PROBLEM: Copy out the lines below word for word, starting at the line that contains "The component shall indicate each instance of the green foliage" and ending at the line that contains "The component shall indicate each instance of the red and", including both of those lines.

RECORD EXCERPTS:
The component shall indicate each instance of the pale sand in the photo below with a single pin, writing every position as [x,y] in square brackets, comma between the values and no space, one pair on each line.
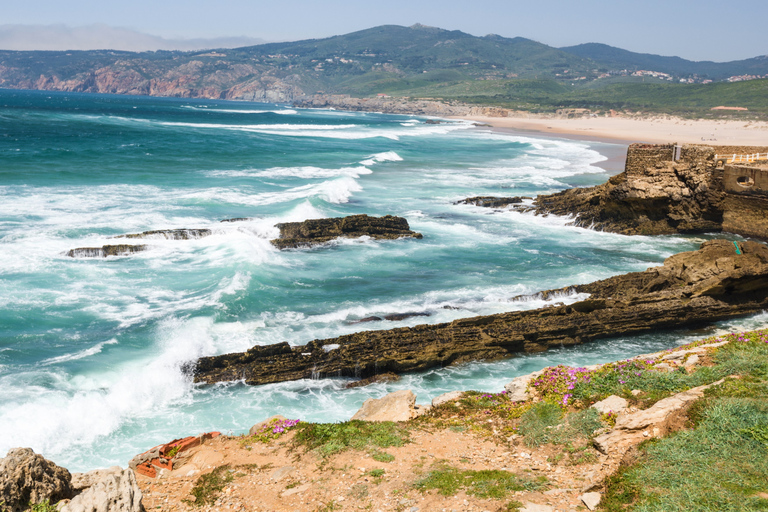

==

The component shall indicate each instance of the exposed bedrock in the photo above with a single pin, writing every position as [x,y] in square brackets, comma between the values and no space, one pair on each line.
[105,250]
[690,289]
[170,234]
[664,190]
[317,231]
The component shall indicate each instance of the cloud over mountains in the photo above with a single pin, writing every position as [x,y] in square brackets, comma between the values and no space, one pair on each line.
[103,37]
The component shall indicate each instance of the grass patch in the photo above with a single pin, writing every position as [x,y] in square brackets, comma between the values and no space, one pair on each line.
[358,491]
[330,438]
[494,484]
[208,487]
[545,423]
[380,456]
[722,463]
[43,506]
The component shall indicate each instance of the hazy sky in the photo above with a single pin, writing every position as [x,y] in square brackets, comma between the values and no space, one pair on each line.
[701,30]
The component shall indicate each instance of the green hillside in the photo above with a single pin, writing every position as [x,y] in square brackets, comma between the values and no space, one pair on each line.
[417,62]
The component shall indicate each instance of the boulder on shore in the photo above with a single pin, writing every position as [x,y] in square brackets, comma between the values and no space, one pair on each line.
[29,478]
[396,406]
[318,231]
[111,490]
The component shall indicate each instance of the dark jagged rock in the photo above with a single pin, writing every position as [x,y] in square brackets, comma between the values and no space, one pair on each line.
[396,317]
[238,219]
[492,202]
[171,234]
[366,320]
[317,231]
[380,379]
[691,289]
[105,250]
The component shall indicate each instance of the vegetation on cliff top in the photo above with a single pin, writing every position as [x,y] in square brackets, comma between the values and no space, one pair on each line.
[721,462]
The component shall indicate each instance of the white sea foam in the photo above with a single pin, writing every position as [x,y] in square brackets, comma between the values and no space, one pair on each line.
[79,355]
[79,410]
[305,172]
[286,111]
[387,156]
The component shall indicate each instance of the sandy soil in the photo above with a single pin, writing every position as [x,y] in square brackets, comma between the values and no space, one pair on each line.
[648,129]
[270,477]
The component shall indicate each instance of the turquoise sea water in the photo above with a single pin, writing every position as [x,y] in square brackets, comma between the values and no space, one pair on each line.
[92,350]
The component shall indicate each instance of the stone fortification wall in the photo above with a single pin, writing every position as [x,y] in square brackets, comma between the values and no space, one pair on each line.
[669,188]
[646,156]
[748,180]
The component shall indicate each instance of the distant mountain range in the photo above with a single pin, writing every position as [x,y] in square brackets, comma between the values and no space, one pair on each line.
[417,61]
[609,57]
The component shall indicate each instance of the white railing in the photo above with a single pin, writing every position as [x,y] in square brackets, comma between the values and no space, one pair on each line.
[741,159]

---

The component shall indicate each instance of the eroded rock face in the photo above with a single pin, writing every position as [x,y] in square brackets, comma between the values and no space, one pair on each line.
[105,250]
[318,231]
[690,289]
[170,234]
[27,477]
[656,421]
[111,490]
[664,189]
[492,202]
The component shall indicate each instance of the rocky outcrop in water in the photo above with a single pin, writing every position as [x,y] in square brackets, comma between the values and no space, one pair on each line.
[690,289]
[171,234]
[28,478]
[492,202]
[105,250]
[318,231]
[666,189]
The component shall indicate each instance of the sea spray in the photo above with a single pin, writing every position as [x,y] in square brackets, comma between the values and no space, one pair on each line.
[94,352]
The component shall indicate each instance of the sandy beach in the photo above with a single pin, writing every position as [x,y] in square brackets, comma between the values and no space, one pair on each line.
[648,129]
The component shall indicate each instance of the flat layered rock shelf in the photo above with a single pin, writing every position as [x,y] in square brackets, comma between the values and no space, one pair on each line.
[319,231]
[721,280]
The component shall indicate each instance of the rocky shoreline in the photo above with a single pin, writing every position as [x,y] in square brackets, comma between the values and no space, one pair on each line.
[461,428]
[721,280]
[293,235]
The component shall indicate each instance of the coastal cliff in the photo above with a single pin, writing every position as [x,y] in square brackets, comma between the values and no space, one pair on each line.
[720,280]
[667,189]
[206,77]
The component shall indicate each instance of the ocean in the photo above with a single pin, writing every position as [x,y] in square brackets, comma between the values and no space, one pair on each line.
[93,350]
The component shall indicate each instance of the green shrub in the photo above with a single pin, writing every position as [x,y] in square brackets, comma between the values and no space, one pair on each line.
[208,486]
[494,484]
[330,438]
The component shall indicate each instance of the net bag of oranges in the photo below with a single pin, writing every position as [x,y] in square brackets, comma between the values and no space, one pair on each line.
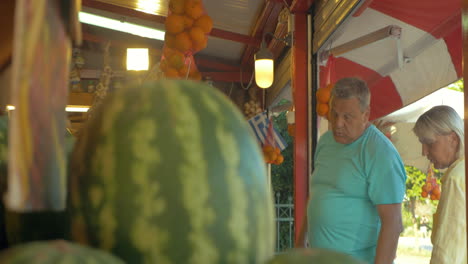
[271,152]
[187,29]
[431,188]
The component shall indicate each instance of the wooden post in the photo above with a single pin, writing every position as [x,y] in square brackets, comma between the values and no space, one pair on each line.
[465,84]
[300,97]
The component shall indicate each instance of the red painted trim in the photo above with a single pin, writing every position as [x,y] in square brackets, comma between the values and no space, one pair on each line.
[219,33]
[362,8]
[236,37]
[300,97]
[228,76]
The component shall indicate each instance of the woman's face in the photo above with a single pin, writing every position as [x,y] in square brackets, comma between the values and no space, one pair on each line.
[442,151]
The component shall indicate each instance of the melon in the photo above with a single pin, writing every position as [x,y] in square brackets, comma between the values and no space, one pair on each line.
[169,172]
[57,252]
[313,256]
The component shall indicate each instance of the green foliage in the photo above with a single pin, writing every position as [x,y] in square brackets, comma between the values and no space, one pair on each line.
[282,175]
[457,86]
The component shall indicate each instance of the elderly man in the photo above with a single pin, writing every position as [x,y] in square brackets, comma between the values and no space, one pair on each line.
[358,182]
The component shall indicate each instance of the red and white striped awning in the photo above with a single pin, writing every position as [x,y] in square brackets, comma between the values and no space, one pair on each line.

RESULT BELOW:
The component shall indicate each instance of the green foliage in the photo above with a single pin, writing every position as [x,y] in square brackets, comma between the values and no space, one pair on each line.
[282,175]
[457,86]
The component shall indicate each instance of the elderly man in the photo above with a single pin, writing every position as [x,y] in square brackets, comma between the values and no space, one pair on each line.
[358,182]
The component shall indicate each instance of the red and white striped awning in the photo above with a single pin, writing every position as [x,y] in square brackets, comma between the values and no space, one pair on each line.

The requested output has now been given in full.